>> start TEXT EXCERPT

Hockey pants are primarily designed to protect three high-risk areas on your lower body – hips / kidneys, front thighs, and tailbone – against falls, shots, slashes, and hits. In addition, some pants will have minor padding in other areas as well.
On this page, we will cover
- Popular brands of Hockey Pants
- Difference in Materials
- Sizing and Fit
- Personal preferences
- Lifetime and General Care
- Tips for buying
Popular Brands of Hockey Pants
The most common brands are:
- Bauer (Supreme, Vapor, Nexus)
- CCM (Super Tacks, Jetspeed, Quicklite)
- Warrior (Covert)
- Sher-Wood, Winnwell, Graf, and Powertek are also around, although not as common.
- Reebok (Now under CCM name)
- Easton (now owned by Bauer – Stealth, Mako)
A pair of hockey pants will cost you $50-$200 new. There is a difference in material between good hockey pants and cheap hockey pants which we will detail below.
Difference in Material & Features Among Price Ranges
All pants will have three main materials – a nylon fabric shell, armored plastic/foam padding, and stretch material for mobility. Traditional style pants will build all three of these into one, while girdle pants have a separate, removable nylon shell and a tight-fitting inner liner which contains padding and Spandex-type stretch material.
Stretch fabric: This is located primarily on the underside of the pant in the crotch/inner leg area. It allows for mobility and long strides during play, and also helps with breathability. Some of the cheapest pants only have one piece of stretch fabric running front to back, while most have 4-way stretch (a plus-shape of stretch fabric running front/back and left/right). High-end pants may have additional stretch or vent mesh panels in other places too.
Padding: All pants will have pads in at least 5 areas: one on each hip, one on each thigh, and one in the tailbone (usually segmented). Higher-quality pants will have thicker pads in these areas, and may also have extra padding in places such as the space between the hip and thigh pads.
Shell: Better pants will have thicker, more durable nylon shells, helping with longevity and cut resistance. They can also have zippers on the inner leg for those who like putting on their pants after their skates.
Hockey Pant Sizing & Fit
Most pants come in the standard XS-XXL size designation, although each brand will fit differently. Tackla and some pro stock pants will use European sizing (eg. 52), which you can convert using charts online.
When fitting your pants, there are a couple things to look for
The pants should be snug enough around the waist that they won’t fall down during play. If you like a loose fit, suspenders are an option for you.

>> end TEXT EXCERPT

:: PROBLEMS ::
A: According to the hockey pants guide, what is the price range for a new pair of hockey pants?
B: Proceed with the hockey pants guide, picking up right after its final sentence about suspenders.

>> start EXTRACTED RECORDS

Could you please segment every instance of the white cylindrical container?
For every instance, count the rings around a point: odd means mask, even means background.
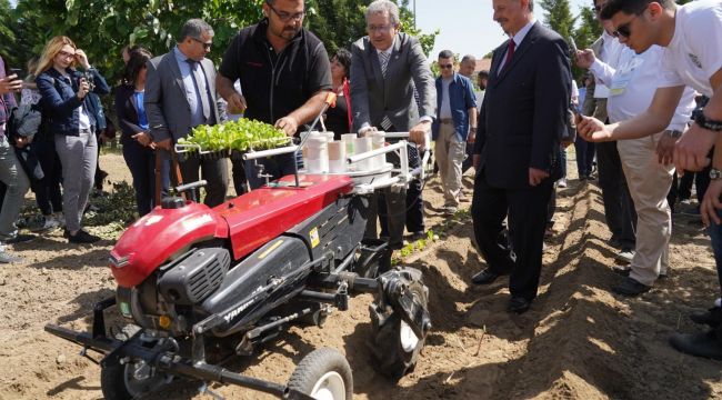
[[[351,157],[355,154],[354,152],[354,143],[355,143],[357,134],[355,133],[343,133],[341,134],[341,141],[345,143],[345,157]],[[354,164],[348,164],[347,168],[349,170],[355,170]]]
[[[373,150],[381,149],[385,146],[387,133],[385,132],[373,132],[371,134],[371,147]],[[379,154],[372,159],[373,169],[379,169],[385,166],[387,154]]]
[[[369,137],[357,138],[353,141],[353,148],[355,150],[354,156],[358,156],[363,152],[373,150],[373,142]],[[369,171],[371,169],[373,169],[373,159],[365,159],[357,162],[357,171]]]
[[[329,143],[329,171],[345,172],[345,143],[341,140]]]
[[[329,143],[323,137],[311,137],[307,142],[307,172],[329,172]]]

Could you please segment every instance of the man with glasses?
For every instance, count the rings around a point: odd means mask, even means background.
[[[259,23],[242,29],[225,50],[218,91],[229,108],[245,118],[274,124],[289,137],[321,112],[331,90],[329,56],[323,43],[303,28],[303,0],[267,0]],[[240,79],[241,96],[233,88]],[[292,154],[259,160],[278,179],[294,172]],[[264,183],[252,163],[245,167],[251,188]]]
[[[699,171],[712,163],[701,214],[709,226],[722,286],[722,2],[699,0],[678,7],[672,0],[609,0],[602,17],[611,19],[619,40],[636,53],[653,44],[665,48],[658,68],[658,89],[651,106],[636,118],[611,126],[584,118],[579,132],[595,141],[642,138],[670,123],[685,86],[710,98],[674,150],[660,152],[659,157],[671,157],[678,170]],[[708,152],[713,146],[710,160]],[[710,324],[711,331],[675,334],[670,340],[672,346],[690,354],[722,359],[720,302],[718,299],[709,312],[693,316],[695,322]]]
[[[616,68],[619,57],[624,48],[612,34],[614,29],[611,21],[599,18],[599,14],[606,3],[606,0],[594,0],[594,11],[596,19],[602,26],[602,36],[591,46],[594,57],[611,68]],[[609,88],[599,78],[595,79],[594,91],[588,96],[584,102],[584,116],[606,121],[606,102],[609,98]],[[583,138],[582,138],[583,140]],[[632,197],[624,179],[622,161],[619,158],[616,142],[606,143],[585,143],[595,146],[596,164],[599,169],[599,186],[602,189],[602,201],[604,202],[604,220],[606,227],[612,233],[610,244],[619,250],[616,259],[630,263],[634,257],[636,243],[636,213]]]
[[[437,78],[437,119],[432,124],[434,156],[443,187],[444,212],[453,216],[459,209],[461,163],[467,142],[477,137],[477,97],[471,80],[454,72],[451,50],[439,53],[441,77]]]
[[[191,19],[183,24],[179,42],[171,51],[148,61],[143,104],[158,148],[172,151],[178,139],[187,137],[193,127],[221,122],[215,67],[205,58],[212,44],[213,28],[203,20]],[[181,161],[183,182],[198,181],[199,168],[208,181],[205,204],[221,204],[228,190],[225,159]],[[171,178],[176,179],[174,174]],[[193,194],[200,200],[198,192]]]
[[[425,143],[434,116],[434,83],[419,40],[399,31],[399,7],[389,0],[373,1],[365,12],[368,36],[351,48],[351,108],[353,127],[363,136],[372,130],[409,132],[409,167],[419,166],[415,143]],[[419,93],[419,106],[414,99]],[[391,161],[392,154],[389,156]],[[375,213],[381,236],[392,249],[403,247],[404,226],[412,240],[424,236],[421,182],[408,190],[385,190],[378,210],[371,201],[367,234],[375,236]],[[385,207],[385,209],[384,209]],[[388,217],[388,218],[387,218]]]

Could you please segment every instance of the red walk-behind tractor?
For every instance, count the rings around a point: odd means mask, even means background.
[[[298,151],[284,149],[245,157]],[[174,377],[197,380],[201,390],[222,382],[289,399],[351,399],[351,368],[337,350],[304,357],[287,384],[221,366],[229,357],[253,354],[290,324],[322,326],[331,308],[347,310],[350,296],[371,292],[369,348],[378,370],[398,379],[414,368],[431,328],[428,288],[420,271],[390,267],[385,241],[363,237],[369,194],[403,186],[413,174],[405,150],[400,141],[350,159],[397,151],[400,169],[387,164],[361,178],[297,173],[212,209],[164,198],[110,252],[118,290],[94,306],[92,331],[46,330],[81,344],[81,354],[104,356],[108,399],[150,393]],[[109,334],[103,313],[113,306],[131,329]]]

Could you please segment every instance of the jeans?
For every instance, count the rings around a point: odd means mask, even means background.
[[[40,140],[31,146],[44,174],[41,180],[32,183],[38,208],[43,216],[60,212],[62,211],[62,193],[60,192],[62,166],[56,152],[56,144],[52,141]]]
[[[80,221],[96,178],[98,142],[91,130],[79,136],[56,134],[56,151],[62,164],[62,211],[66,228],[80,230]]]
[[[0,181],[7,186],[0,211],[0,241],[3,241],[18,234],[16,219],[20,213],[22,199],[30,188],[30,180],[2,131],[0,131]]]

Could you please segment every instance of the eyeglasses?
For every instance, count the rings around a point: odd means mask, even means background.
[[[385,26],[367,26],[367,30],[369,32],[385,32],[385,31],[390,30],[394,26],[392,26],[390,23],[385,24]]]
[[[297,13],[288,13],[288,12],[284,12],[284,11],[279,12],[279,11],[275,9],[275,7],[273,7],[270,2],[267,1],[265,3],[268,4],[268,7],[271,8],[271,10],[273,10],[273,12],[274,12],[277,16],[279,16],[279,19],[280,19],[282,22],[288,22],[288,21],[290,21],[290,20],[300,21],[300,20],[302,20],[303,17],[305,16],[305,11],[301,11],[301,12],[297,12]]]
[[[76,57],[76,53],[69,53],[67,51],[61,51],[61,52],[58,53],[58,56],[60,56],[62,58],[73,58],[73,57]]]
[[[204,41],[202,41],[200,39],[195,39],[193,37],[190,37],[190,38],[193,39],[194,41],[201,43],[201,46],[203,46],[203,49],[205,49],[205,50],[210,50],[211,46],[213,46],[213,42],[207,43],[207,42],[204,42]]]
[[[629,20],[626,23],[623,23],[623,24],[619,26],[619,28],[616,28],[616,30],[614,32],[612,32],[614,38],[624,37],[624,38],[629,39],[629,37],[632,34],[632,30],[630,29],[630,26],[632,24],[632,21],[634,21],[634,19],[636,19],[636,17],[638,16],[634,16],[634,18]]]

>> end EXTRACTED RECORDS

:: SET OF ANSWERS ::
A: $50 to $200.

B:
The bottom of the pant should rest somewhere between the middle and top of your kneecap when your legs are straight. If they’re too long, your mobility will be restricted, and if they’re too short, you will have gaps in your protection.
They should be comfortable to move around in – try doing various stretches to see how easy it is to move.
What if you’re skinny and everything feels too loose?
First of all, try finding a pant made to fit tall players. For example, the Easton Stealth 75s is made in regular and tall options, so it’s a good choice for skinny players. Higher-end Reebok pants also have a built-in zipper around the waist which allows you to increase their length.
If you can’t find anything that fits well, go for a proper length fit first, and wear hockey suspenders (usually available for around $12). If you try to fit width at the expense of height, your pants won’t protect you properly at the knees.
Common Personal Preferences
Different brands will come in different fit styles. Try as many on as you can to see what works for you. I’ve divided them up into three categories here: Snug is made mostly of girdles, although some of Easton’s recent pants have been quite tight as well. A European fit is moderately wide in the waist but a bit narrower in the legs, while an American fit is wider throughout.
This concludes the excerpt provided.